INPUT =

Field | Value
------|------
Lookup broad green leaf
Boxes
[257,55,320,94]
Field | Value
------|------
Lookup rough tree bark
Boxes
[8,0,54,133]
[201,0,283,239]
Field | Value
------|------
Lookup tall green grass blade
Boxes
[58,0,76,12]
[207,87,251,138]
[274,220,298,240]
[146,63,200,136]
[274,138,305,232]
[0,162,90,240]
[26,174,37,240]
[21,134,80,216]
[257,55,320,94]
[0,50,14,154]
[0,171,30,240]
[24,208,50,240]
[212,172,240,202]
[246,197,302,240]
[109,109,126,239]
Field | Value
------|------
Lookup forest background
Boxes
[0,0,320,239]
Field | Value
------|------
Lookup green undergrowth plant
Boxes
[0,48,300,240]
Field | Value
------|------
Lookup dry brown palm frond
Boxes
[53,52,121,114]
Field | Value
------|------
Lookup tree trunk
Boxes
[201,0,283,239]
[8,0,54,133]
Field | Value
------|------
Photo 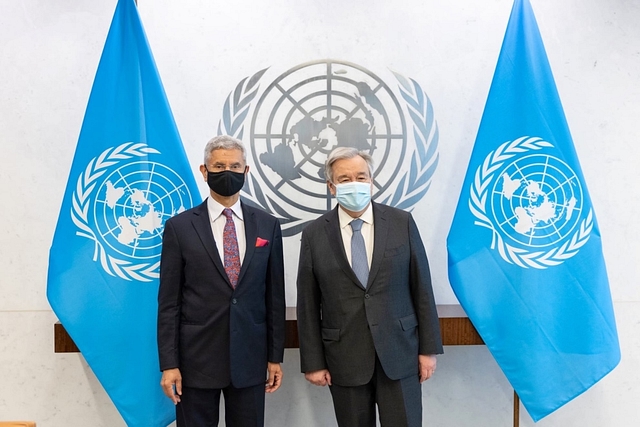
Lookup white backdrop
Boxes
[0,0,640,427]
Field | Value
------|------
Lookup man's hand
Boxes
[264,362,282,393]
[418,354,437,383]
[160,368,182,405]
[304,369,331,387]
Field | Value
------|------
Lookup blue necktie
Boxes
[350,218,369,288]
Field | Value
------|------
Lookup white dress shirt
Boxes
[207,197,247,265]
[338,203,373,270]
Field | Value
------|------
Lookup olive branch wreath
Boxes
[469,136,593,269]
[382,71,439,210]
[218,68,439,236]
[71,142,160,282]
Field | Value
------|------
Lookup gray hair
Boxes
[204,135,247,165]
[324,147,373,182]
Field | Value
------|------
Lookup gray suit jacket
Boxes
[297,203,442,386]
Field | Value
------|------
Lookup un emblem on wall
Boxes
[71,142,193,281]
[218,60,438,236]
[469,136,593,268]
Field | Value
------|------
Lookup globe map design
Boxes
[250,61,407,215]
[93,162,192,259]
[491,154,583,247]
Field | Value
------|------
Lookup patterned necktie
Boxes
[350,218,369,288]
[222,208,240,289]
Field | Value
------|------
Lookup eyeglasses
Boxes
[204,163,246,173]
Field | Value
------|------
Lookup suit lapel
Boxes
[367,203,389,288]
[238,202,258,286]
[192,199,231,286]
[325,206,362,289]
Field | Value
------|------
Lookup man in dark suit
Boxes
[297,147,442,427]
[158,136,285,427]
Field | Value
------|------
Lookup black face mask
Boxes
[207,171,244,197]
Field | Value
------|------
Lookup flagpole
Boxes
[513,390,520,427]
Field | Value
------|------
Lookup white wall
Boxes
[0,0,640,427]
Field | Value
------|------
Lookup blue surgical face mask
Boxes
[336,181,371,212]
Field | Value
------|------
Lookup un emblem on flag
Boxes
[218,60,438,236]
[71,142,193,282]
[469,136,593,269]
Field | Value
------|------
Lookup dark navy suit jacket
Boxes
[158,200,285,388]
[297,203,442,386]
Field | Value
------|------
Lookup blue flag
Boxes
[447,0,620,421]
[47,0,199,427]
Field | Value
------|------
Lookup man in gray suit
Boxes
[297,147,442,427]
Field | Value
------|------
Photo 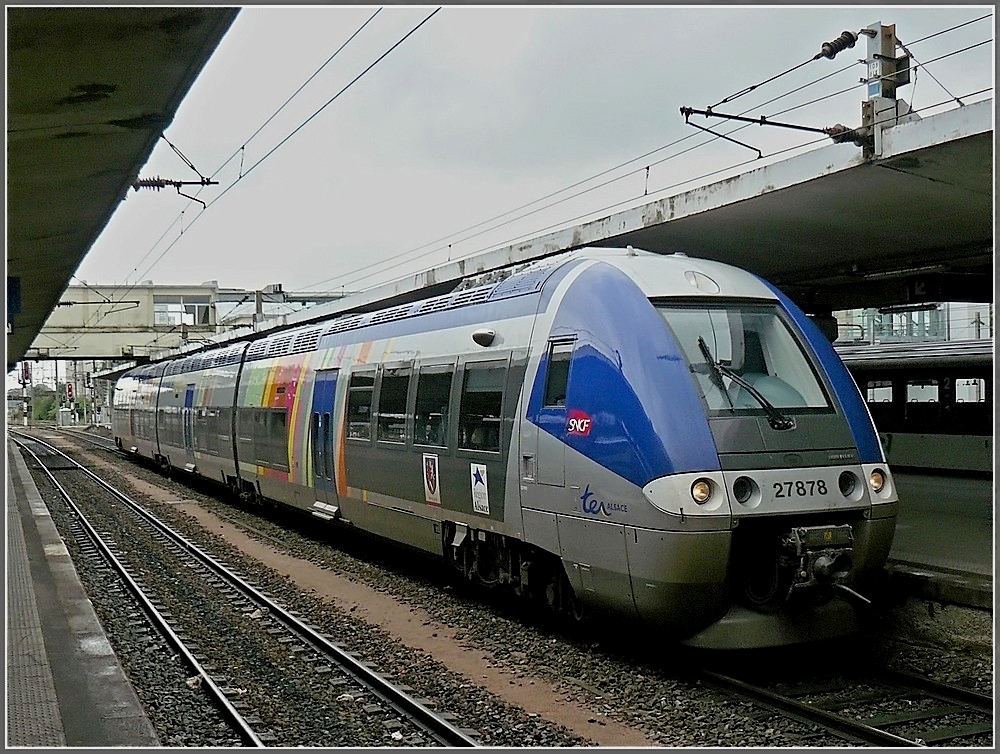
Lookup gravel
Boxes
[23,428,993,747]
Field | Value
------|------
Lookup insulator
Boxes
[132,176,168,191]
[820,31,858,60]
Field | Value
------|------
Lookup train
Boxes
[112,247,898,649]
[835,339,994,477]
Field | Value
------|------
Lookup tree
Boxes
[31,393,59,421]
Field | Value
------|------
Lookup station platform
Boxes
[6,434,994,748]
[888,471,996,610]
[6,441,160,748]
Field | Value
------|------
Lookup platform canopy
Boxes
[7,6,237,369]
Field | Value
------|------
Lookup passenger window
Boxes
[906,380,939,403]
[544,343,573,406]
[378,369,410,443]
[347,372,375,440]
[413,367,453,447]
[865,380,892,403]
[955,377,986,403]
[458,362,507,451]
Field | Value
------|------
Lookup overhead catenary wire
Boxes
[56,7,441,352]
[62,9,989,352]
[303,57,857,290]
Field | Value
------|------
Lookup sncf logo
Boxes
[566,408,593,437]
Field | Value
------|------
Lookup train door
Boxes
[521,338,575,487]
[181,384,194,461]
[309,369,340,505]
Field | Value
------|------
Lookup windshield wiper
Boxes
[698,335,795,430]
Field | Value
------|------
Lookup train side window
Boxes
[378,369,410,443]
[906,380,940,403]
[347,372,375,440]
[543,343,574,406]
[413,366,454,447]
[458,362,507,451]
[865,380,892,403]
[955,377,986,403]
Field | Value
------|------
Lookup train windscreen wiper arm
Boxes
[698,335,736,412]
[698,335,795,430]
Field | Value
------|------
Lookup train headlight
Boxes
[732,476,761,509]
[868,469,885,495]
[691,479,712,505]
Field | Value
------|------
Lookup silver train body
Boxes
[112,248,897,648]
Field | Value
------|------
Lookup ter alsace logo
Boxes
[566,408,593,437]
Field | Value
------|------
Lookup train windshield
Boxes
[656,303,830,414]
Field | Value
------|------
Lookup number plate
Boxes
[771,479,830,499]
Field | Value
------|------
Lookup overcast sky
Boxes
[73,6,994,291]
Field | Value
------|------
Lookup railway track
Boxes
[56,427,122,454]
[15,436,478,747]
[701,668,993,747]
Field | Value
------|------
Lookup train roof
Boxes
[834,339,993,370]
[125,246,774,375]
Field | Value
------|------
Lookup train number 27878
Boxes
[773,479,827,497]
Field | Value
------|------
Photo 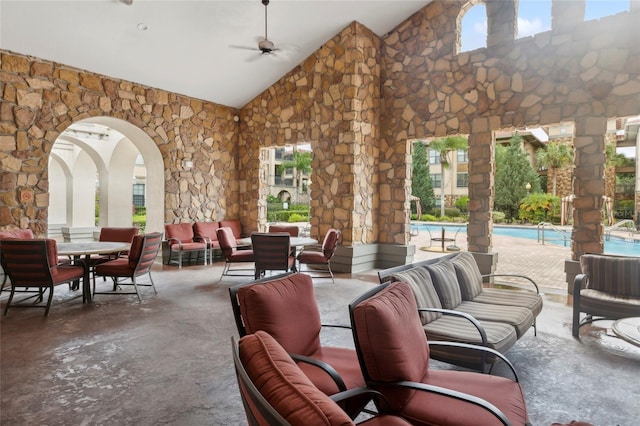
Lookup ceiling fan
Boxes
[231,0,280,60]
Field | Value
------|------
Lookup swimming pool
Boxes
[411,223,640,256]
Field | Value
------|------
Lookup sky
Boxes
[462,0,629,51]
[462,0,635,157]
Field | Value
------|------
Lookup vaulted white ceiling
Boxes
[0,0,430,108]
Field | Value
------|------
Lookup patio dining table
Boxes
[57,241,131,302]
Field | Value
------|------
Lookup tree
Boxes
[279,151,311,188]
[537,142,573,195]
[429,136,469,216]
[411,141,435,216]
[495,134,540,220]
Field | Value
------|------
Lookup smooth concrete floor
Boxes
[0,261,640,426]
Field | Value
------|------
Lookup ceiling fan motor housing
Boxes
[258,39,274,53]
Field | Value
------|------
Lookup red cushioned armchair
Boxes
[193,222,220,264]
[232,331,410,426]
[349,282,529,426]
[164,223,207,268]
[0,239,88,316]
[229,273,364,412]
[297,228,340,282]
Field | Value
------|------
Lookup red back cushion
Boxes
[129,235,144,266]
[352,282,429,382]
[46,238,58,266]
[239,331,353,425]
[238,274,321,355]
[164,223,193,243]
[0,229,33,240]
[193,222,220,241]
[218,220,242,238]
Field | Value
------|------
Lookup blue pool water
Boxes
[411,224,640,256]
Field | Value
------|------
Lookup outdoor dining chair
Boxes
[0,239,87,316]
[93,232,162,301]
[349,282,529,426]
[251,232,296,279]
[297,228,340,283]
[0,229,34,293]
[164,223,207,268]
[216,226,255,279]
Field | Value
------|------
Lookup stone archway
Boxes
[49,117,164,239]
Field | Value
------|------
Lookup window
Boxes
[430,173,442,188]
[456,173,469,188]
[133,183,145,207]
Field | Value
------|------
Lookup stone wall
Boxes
[240,22,380,245]
[380,2,640,258]
[0,51,240,236]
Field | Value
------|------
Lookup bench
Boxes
[378,252,542,371]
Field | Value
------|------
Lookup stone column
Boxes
[485,0,518,47]
[571,116,607,260]
[467,118,499,253]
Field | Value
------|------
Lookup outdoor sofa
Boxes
[378,252,542,371]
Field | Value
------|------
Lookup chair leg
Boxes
[131,276,142,302]
[44,286,53,317]
[4,285,16,316]
[149,271,158,294]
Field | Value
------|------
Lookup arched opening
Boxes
[48,117,164,241]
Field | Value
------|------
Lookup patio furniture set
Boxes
[230,273,529,425]
[0,227,162,316]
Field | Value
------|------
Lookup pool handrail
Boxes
[538,222,571,247]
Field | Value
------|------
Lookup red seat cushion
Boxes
[238,274,321,356]
[239,331,353,425]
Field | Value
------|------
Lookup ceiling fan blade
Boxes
[229,44,259,52]
[245,52,264,62]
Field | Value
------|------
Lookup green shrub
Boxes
[287,213,309,222]
[444,207,460,218]
[493,211,507,223]
[456,195,469,213]
[518,193,560,223]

YOUR TASK = Convert the records, from their first line through the line that contains "[469,136,593,268]", into a JSON list of strings with one string per line and blank lines omitted. Leave the pictures out of the answer.

CORRECT ANSWER =
[
  "Field | Value",
  "------|------",
  "Lookup broad green leaf",
  "Boxes",
  "[257,55,320,94]",
  "Field | Value",
  "------|------",
  "Lookup rough tree bark",
  "Boxes",
  "[8,0,54,133]",
  "[201,0,283,239]",
  "Field | Value",
  "------|------",
  "Lookup tall green grass blade",
  "Boxes",
  "[58,0,76,12]",
  "[207,87,251,138]",
  "[274,220,298,240]",
  "[146,63,200,136]",
  "[274,138,305,232]",
  "[0,162,90,240]",
  "[26,174,37,240]",
  "[21,134,80,216]",
  "[257,55,320,94]",
  "[0,50,14,154]",
  "[0,171,30,240]",
  "[24,208,50,240]",
  "[212,172,240,202]",
  "[246,197,302,240]",
  "[109,109,126,239]",
  "Field | Value",
  "------|------",
  "Lookup forest background",
  "Boxes",
  "[0,0,320,239]",
  "Field | Value",
  "------|------",
  "Lookup green undergrowth plant",
  "Boxes",
  "[0,48,300,240]",
  "Field | Value",
  "------|------",
  "Lookup dry brown palm frond",
  "Boxes",
  "[53,52,121,114]",
  "Field | Value",
  "------|------",
  "Lookup tree trunk",
  "Boxes",
  "[201,0,283,239]",
  "[8,0,54,133]",
  "Field | Value",
  "------|------",
  "Photo ",
  "Lookup white backdrop",
  "Boxes",
  "[0,0,640,427]",
  "Field | Value",
  "------|------",
  "Lookup man's hand",
  "Boxes",
  "[264,362,282,393]",
  "[418,354,437,383]",
  "[160,368,182,405]",
  "[304,369,331,387]",
  "Field | Value",
  "------|------",
  "Lookup blue necktie",
  "Boxes",
  "[350,218,369,288]",
  "Field | Value",
  "------|------",
  "Lookup white dress shirt",
  "Boxes",
  "[207,197,247,265]",
  "[338,203,373,270]",
  "Field | Value",
  "------|------",
  "Lookup olive branch wreath",
  "Boxes",
  "[469,136,593,269]",
  "[382,71,439,210]",
  "[218,68,439,236]",
  "[71,142,160,282]",
  "Field | Value",
  "------|------",
  "Lookup gray hair",
  "Boxes",
  "[204,135,247,165]",
  "[324,147,373,182]",
  "Field | Value",
  "------|------",
  "Lookup gray suit jacket",
  "Boxes",
  "[297,203,442,386]",
  "Field | Value",
  "------|------",
  "Lookup un emblem on wall",
  "Boxes",
  "[71,142,193,281]",
  "[218,60,438,236]",
  "[469,136,593,268]"
]